■ REQUESTS
1: According to the article on music promotion, how did digital music revenues change from 2004 to 2005?
2: Reproduce the stretch of the music promotion article from "24 February 2017" through "for hard graft.", swapping "hard graft" for "hard work".

━━━ PAGE EXTRACT

24 February 2017 | 9 °C

Let Battle Commence

By London_Ricky Last edited 136 months ago
Let Battle Commence
battle_jason.jpg

Faced with a bewildering array of ways to consume music, today's mp3-hungry media-savvy fans have come to expect their rock and roll served up on a plate.

What with digital music revenues tripling from 2004 to 2005, online marketing certainly seems the sensible option for new bands on the cusp of breaking through. So are the days of grass roots promotion on the toilet circuit numbered?

Nope, not even close. Now more than ever in the music industry - precisely because of this baffling abundance of readily available tunes - you've got to put in the mileage if you want to get your band known. There is, it would seem, still no substitute for hard graft.

━━━━━━
━━━ MATERIAL

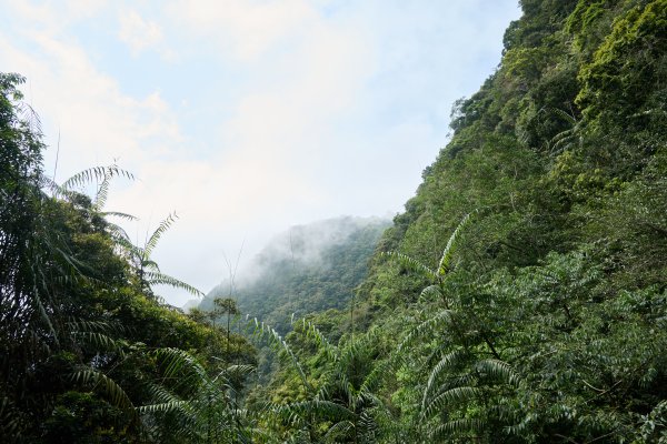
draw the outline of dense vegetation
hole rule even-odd
[[[187,319],[151,290],[166,283],[197,292],[150,260],[173,218],[136,246],[102,211],[109,181],[131,174],[112,165],[61,185],[47,178],[21,82],[0,77],[0,441],[245,436],[231,414],[242,372],[217,357],[250,364],[252,347]],[[73,191],[84,183],[97,183],[94,200]]]
[[[246,391],[233,303],[161,306],[2,77],[4,441],[667,442],[667,0],[521,7],[356,304],[251,324]]]

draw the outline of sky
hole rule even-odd
[[[176,212],[153,259],[208,292],[291,225],[401,212],[519,14],[516,0],[0,0],[0,70],[27,78],[47,174],[132,172],[106,209],[139,218],[139,244]]]

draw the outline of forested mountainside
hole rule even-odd
[[[299,440],[667,442],[667,1],[521,7],[358,332],[289,336]]]
[[[233,296],[241,313],[282,334],[295,317],[345,311],[388,226],[387,220],[351,216],[292,226],[272,239],[248,270],[211,290],[199,306],[212,310],[213,299]]]
[[[285,336],[165,306],[195,291],[150,260],[172,219],[132,245],[127,173],[52,183],[0,77],[1,441],[667,442],[667,0],[520,4],[355,304]]]

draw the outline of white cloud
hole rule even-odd
[[[118,37],[130,47],[135,56],[162,41],[162,30],[158,23],[143,20],[137,11],[121,12],[119,22]]]
[[[317,20],[317,11],[306,0],[178,0],[169,4],[175,23],[195,36],[213,37],[242,60],[256,60],[303,23]]]
[[[290,224],[398,210],[445,142],[450,102],[465,93],[451,90],[470,78],[466,65],[501,36],[482,18],[479,29],[459,29],[457,14],[488,4],[479,0],[447,8],[370,0],[68,4],[17,7],[13,29],[0,30],[0,60],[29,78],[24,90],[51,145],[60,130],[59,178],[120,158],[139,180],[113,191],[109,208],[141,216],[142,233],[176,210],[180,220],[157,259],[202,290],[226,272],[221,252],[235,256],[245,236],[248,259]],[[451,16],[434,17],[436,10]],[[115,40],[108,53],[87,40],[86,27],[70,26],[102,12],[119,21],[99,20],[96,36],[119,37],[131,60],[123,43]],[[141,58],[147,51],[170,62],[151,64],[152,73],[195,67],[210,77],[165,72],[160,83],[146,81],[130,70],[153,63]],[[104,71],[118,62],[127,68],[116,64],[116,72],[132,72],[131,80]],[[223,87],[199,80],[216,82],[223,71],[235,73]],[[137,79],[150,85],[142,93]],[[229,100],[208,94],[221,88],[233,91]],[[193,121],[197,131],[188,127]],[[51,149],[48,169],[53,158]]]

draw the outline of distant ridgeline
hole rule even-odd
[[[379,218],[336,218],[292,226],[273,238],[247,270],[212,289],[215,297],[237,300],[240,312],[281,333],[292,317],[329,309],[345,310],[367,275],[368,260],[390,222]]]

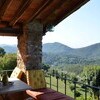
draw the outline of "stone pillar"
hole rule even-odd
[[[24,70],[41,69],[43,25],[37,21],[26,24],[18,36],[17,66]]]

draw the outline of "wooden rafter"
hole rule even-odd
[[[62,21],[64,18],[68,17],[70,14],[72,14],[73,12],[75,12],[77,9],[79,9],[82,5],[84,5],[85,3],[87,3],[90,0],[86,0],[86,1],[80,1],[77,2],[76,4],[74,3],[74,6],[69,7],[69,9],[65,9],[61,15],[58,15],[56,20],[55,20],[55,25],[57,25],[60,21]],[[66,13],[67,14],[66,14]],[[66,16],[65,16],[66,15]]]
[[[21,32],[22,32],[22,30],[19,29],[19,28],[11,28],[11,27],[0,28],[0,34],[1,33],[15,33],[15,34],[19,34]]]
[[[7,11],[8,7],[10,6],[10,4],[11,4],[12,1],[13,0],[5,0],[3,6],[0,9],[0,20],[2,20],[3,15]]]
[[[58,1],[53,1],[51,5],[49,5],[47,7],[47,9],[45,8],[44,11],[42,11],[42,13],[40,14],[39,17],[41,17],[42,22],[44,23],[46,21],[46,19],[56,10],[58,9],[63,3],[65,2],[65,0],[58,0]],[[52,6],[52,8],[51,8]],[[51,8],[51,9],[50,9]],[[47,12],[49,9],[49,13],[44,14],[45,12]]]
[[[17,21],[20,19],[22,14],[25,12],[25,10],[28,8],[28,6],[32,3],[33,0],[23,0],[21,6],[19,7],[17,14],[14,16],[13,20],[9,23],[9,25],[14,26]]]
[[[30,21],[32,21],[34,18],[36,18],[36,16],[38,16],[38,15],[45,9],[45,7],[48,6],[48,5],[50,4],[50,2],[52,2],[52,0],[47,0],[40,8],[36,11],[36,13],[33,14],[33,15],[31,16],[31,18],[30,18],[27,22],[30,22]],[[26,22],[26,23],[27,23],[27,22]]]

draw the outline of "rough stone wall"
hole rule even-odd
[[[22,70],[41,69],[43,25],[37,21],[23,27],[18,36],[17,66]]]

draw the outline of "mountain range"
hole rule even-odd
[[[0,45],[6,53],[16,53],[16,45]],[[54,42],[42,46],[43,63],[58,66],[66,64],[99,64],[100,65],[100,43],[83,48],[71,48],[64,44]]]
[[[83,48],[71,48],[64,44],[55,42],[55,43],[46,43],[43,44],[43,52],[45,53],[54,53],[54,54],[66,54],[73,55],[82,58],[100,58],[100,43],[96,43]]]

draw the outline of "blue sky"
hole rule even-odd
[[[60,42],[73,48],[100,42],[100,0],[90,0],[48,32],[43,43]]]
[[[72,48],[100,43],[100,0],[90,0],[55,28],[43,43],[60,42]],[[17,44],[16,37],[0,37],[0,44]]]

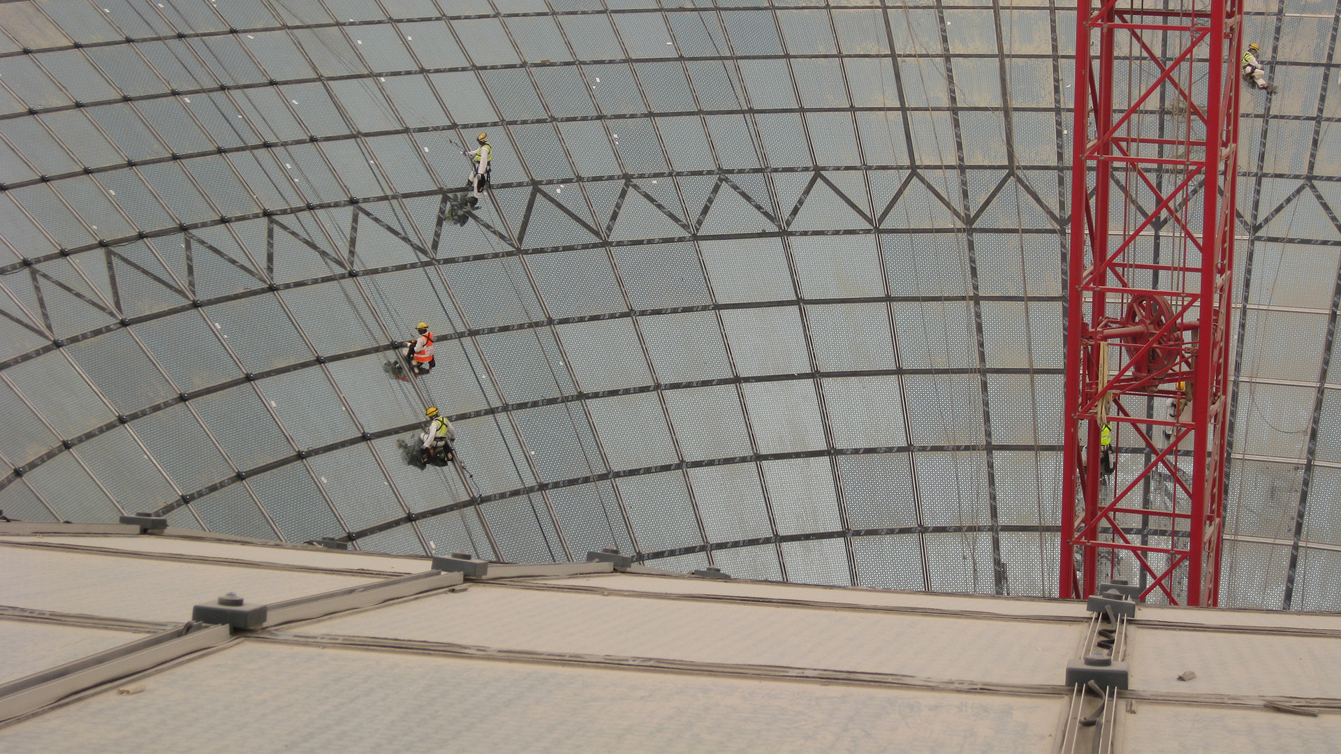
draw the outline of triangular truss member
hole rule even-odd
[[[616,204],[614,216],[606,227],[610,240],[683,237],[689,229],[665,205],[649,197],[629,181]]]
[[[426,248],[424,248],[422,244],[420,244],[417,240],[406,236],[404,229],[392,227],[386,220],[382,220],[381,217],[378,217],[377,215],[374,215],[373,212],[370,212],[367,208],[365,208],[362,204],[355,205],[354,207],[354,212],[358,212],[358,213],[363,215],[365,217],[367,217],[369,220],[371,220],[374,224],[377,224],[378,228],[386,231],[388,233],[390,233],[392,236],[394,236],[398,241],[401,241],[402,244],[405,244],[405,246],[410,247],[412,250],[414,250],[416,254],[422,255],[425,259],[432,259],[433,258],[433,255],[429,254],[429,251]],[[351,248],[350,250],[350,259],[354,258],[353,251],[354,250]],[[405,260],[401,260],[401,262],[405,262]]]
[[[9,298],[9,301],[12,301],[17,306],[19,311],[21,311],[24,314],[24,317],[27,317],[30,321],[24,322],[23,319],[15,317],[13,314],[9,314],[9,311],[7,311],[9,309],[8,306],[0,307],[0,315],[3,315],[5,319],[12,321],[16,325],[21,325],[23,327],[27,327],[28,330],[32,330],[34,333],[36,333],[42,338],[50,341],[51,337],[52,337],[51,335],[51,327],[47,326],[40,319],[40,314],[36,311],[36,306],[35,306],[36,305],[36,298],[32,298],[28,303],[25,303],[25,302],[23,302],[15,294],[15,287],[16,287],[15,283],[21,283],[21,282],[25,282],[25,280],[30,284],[27,292],[31,292],[32,291],[32,288],[31,288],[31,275],[28,275],[27,278],[20,278],[17,275],[8,276],[7,279],[5,278],[0,278],[0,290],[3,290],[5,292],[5,295]]]
[[[193,247],[201,247],[205,251],[209,251],[211,254],[213,254],[215,256],[217,256],[219,259],[227,262],[232,267],[236,267],[237,270],[241,270],[243,272],[247,274],[247,276],[255,279],[256,282],[268,283],[268,280],[266,280],[266,276],[261,275],[260,272],[257,272],[256,270],[252,270],[249,264],[247,264],[245,262],[241,262],[240,259],[236,259],[235,256],[229,255],[228,252],[220,250],[217,246],[207,241],[205,239],[200,237],[197,233],[193,233],[193,232],[188,231],[185,233],[185,236],[190,241],[189,244],[186,244],[188,258],[192,254],[192,248]]]
[[[904,192],[908,191],[908,186],[912,185],[916,177],[916,170],[909,170],[908,174],[898,181],[898,186],[894,189],[893,196],[889,197],[889,201],[885,203],[885,208],[881,209],[880,215],[876,217],[877,225],[882,227],[885,224],[885,219],[889,217],[889,213],[894,209],[894,205],[898,204],[898,200],[902,199]]]
[[[1293,228],[1294,220],[1298,216],[1301,205],[1299,197],[1306,193],[1311,196],[1311,192],[1309,192],[1307,188],[1309,184],[1306,181],[1299,181],[1299,185],[1294,186],[1281,204],[1277,204],[1270,212],[1258,220],[1257,228],[1252,229],[1254,235],[1277,237],[1285,236],[1286,231]],[[1311,212],[1317,212],[1320,209],[1316,201],[1311,203],[1311,208],[1307,208],[1307,204],[1309,201],[1305,200],[1303,205],[1306,208],[1306,213],[1310,213],[1310,209]],[[1271,227],[1271,232],[1266,232],[1267,227]]]
[[[994,184],[971,220],[974,225],[1000,228],[1058,227],[1057,213],[1014,172],[1007,172]]]
[[[789,231],[833,231],[870,224],[870,216],[818,170],[787,213]]]
[[[730,188],[731,191],[723,191]],[[768,232],[778,221],[725,176],[719,177],[695,223],[699,235]],[[771,225],[771,228],[770,228]]]
[[[956,177],[957,180],[957,177]],[[900,217],[894,213],[894,209],[902,209],[907,212],[905,217]],[[964,213],[955,207],[952,201],[945,199],[945,196],[936,189],[923,174],[921,169],[912,170],[908,173],[908,180],[905,185],[898,186],[894,192],[894,197],[889,200],[889,205],[881,212],[881,228],[890,227],[915,227],[915,228],[929,228],[935,227],[937,219],[941,216],[941,209],[949,212],[953,217],[955,224],[964,225]]]
[[[32,271],[38,275],[38,278],[48,283],[43,286],[48,292],[48,295],[60,295],[56,294],[52,290],[52,287],[60,288],[62,291],[75,297],[78,301],[82,301],[86,305],[97,309],[105,317],[111,317],[114,319],[121,318],[119,314],[107,309],[107,306],[103,305],[101,301],[94,299],[93,291],[89,290],[89,284],[84,283],[83,279],[79,278],[74,270],[70,270],[68,275],[62,275],[63,270],[59,263],[47,263],[47,264],[35,264],[32,267]],[[67,279],[62,280],[60,278],[67,278]],[[40,284],[36,280],[34,283]]]
[[[300,233],[300,232],[295,231],[294,228],[290,228],[288,225],[286,225],[284,223],[282,223],[279,220],[274,220],[272,219],[271,223],[275,224],[275,228],[283,231],[291,239],[294,239],[298,243],[306,246],[307,248],[315,251],[318,255],[320,255],[323,259],[326,259],[331,264],[334,264],[334,266],[337,266],[337,267],[339,267],[341,270],[345,270],[345,271],[349,270],[349,263],[347,262],[345,262],[343,259],[335,256],[329,250],[322,248],[319,244],[316,244],[316,241],[314,241],[312,239],[307,237],[304,233]]]
[[[109,276],[115,286],[117,295],[122,301],[130,302],[129,306],[121,307],[127,317],[168,309],[192,298],[189,292],[169,279],[168,270],[143,241],[109,248],[107,262],[111,267]],[[162,291],[172,295],[158,295]],[[138,310],[137,303],[139,305]],[[150,303],[150,306],[143,306],[145,303]]]
[[[1322,192],[1318,189],[1318,184],[1316,181],[1309,181],[1309,191],[1313,192],[1313,199],[1318,200],[1318,207],[1322,208],[1322,212],[1328,216],[1328,220],[1332,221],[1332,227],[1336,228],[1338,232],[1341,232],[1341,220],[1337,219],[1336,211],[1332,209],[1332,205],[1328,203],[1326,197],[1322,196]]]
[[[1030,184],[1025,176],[1019,174],[1018,170],[1015,170],[1014,173],[1015,173],[1015,182],[1019,184],[1019,191],[1025,192],[1026,196],[1034,200],[1034,204],[1038,205],[1038,208],[1043,212],[1043,215],[1047,216],[1049,220],[1053,221],[1054,225],[1057,225],[1058,228],[1065,227],[1066,219],[1063,219],[1057,209],[1053,209],[1053,207],[1047,204],[1047,201],[1043,199],[1043,195],[1038,193],[1038,191],[1034,189],[1034,185]]]
[[[1000,177],[992,180],[996,170],[974,170],[968,174],[968,205],[976,207],[976,209],[968,209],[968,224],[976,224],[978,219],[983,216],[983,212],[991,207],[992,200],[995,200],[1006,184],[1010,182],[1010,170],[1000,173]],[[984,180],[986,178],[986,180]],[[986,188],[986,191],[983,191]]]
[[[782,223],[774,216],[768,205],[772,200],[768,199],[768,185],[763,176],[754,176],[748,173],[738,174],[736,177],[721,176],[721,180],[731,188],[736,191],[751,207],[759,211],[764,217],[768,217],[774,225],[782,227]],[[755,191],[750,191],[750,184],[755,185]]]
[[[680,196],[675,191],[675,181],[661,178],[664,182],[657,182],[658,178],[650,178],[650,182],[644,180],[641,182],[634,182],[630,188],[642,195],[652,207],[656,207],[662,215],[670,219],[672,223],[680,227],[684,232],[692,232],[689,224],[680,216],[679,212],[672,209],[672,207],[680,207]]]
[[[601,240],[601,232],[548,192],[534,186],[516,237],[523,247],[550,248],[597,243]]]

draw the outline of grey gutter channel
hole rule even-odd
[[[186,623],[0,686],[0,723],[66,696],[217,647],[228,627]]]

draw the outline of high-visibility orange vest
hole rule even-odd
[[[420,337],[424,338],[424,347],[414,350],[414,361],[428,364],[433,361],[433,333],[424,333]],[[418,341],[414,341],[414,345],[418,345]]]

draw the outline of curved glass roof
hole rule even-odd
[[[0,507],[1054,594],[1073,8],[0,3]],[[1341,606],[1337,8],[1247,19],[1230,605]]]

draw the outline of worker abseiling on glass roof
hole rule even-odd
[[[467,184],[471,189],[471,207],[479,204],[480,197],[484,196],[484,188],[489,185],[489,170],[492,169],[489,162],[493,160],[493,148],[489,146],[489,134],[480,131],[475,137],[475,141],[480,142],[479,149],[473,152],[463,152],[471,158],[471,180]]]
[[[456,439],[456,429],[452,423],[447,420],[445,416],[437,412],[437,408],[429,407],[424,412],[428,416],[428,425],[420,435],[420,460],[424,466],[447,466],[452,462],[452,440]]]
[[[1258,89],[1270,89],[1275,91],[1275,86],[1269,86],[1266,83],[1266,68],[1258,62],[1257,54],[1261,47],[1258,43],[1248,44],[1248,48],[1243,51],[1243,78],[1254,82]]]
[[[405,341],[401,357],[410,365],[414,374],[422,376],[437,366],[437,360],[433,358],[433,333],[429,333],[426,322],[420,322],[414,329],[418,331],[418,337],[413,341]]]

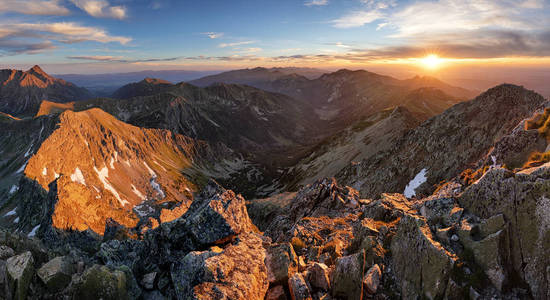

━━━━━━

■ THE SOLUTIONS
1: They tripled.

2:
24 February 2017 | 9 °C

Let Battle Commence

By London_Ricky Last edited 136 months ago
Let Battle Commence
battle_jason.jpg

Faced with a bewildering array of ways to consume music, today's mp3-hungry media-savvy fans have come to expect their rock and roll served up on a plate.

What with digital music revenues tripling from 2004 to 2005, online marketing certainly seems the sensible option for new bands on the cusp of breaking through. So are the days of grass roots promotion on the toilet circuit numbered?

Nope, not even close. Now more than ever in the music industry - precisely because of this baffling abundance of readily available tunes - you've got to put in the mileage if you want to get your band known. There is, it would seem, still no substitute for hard work.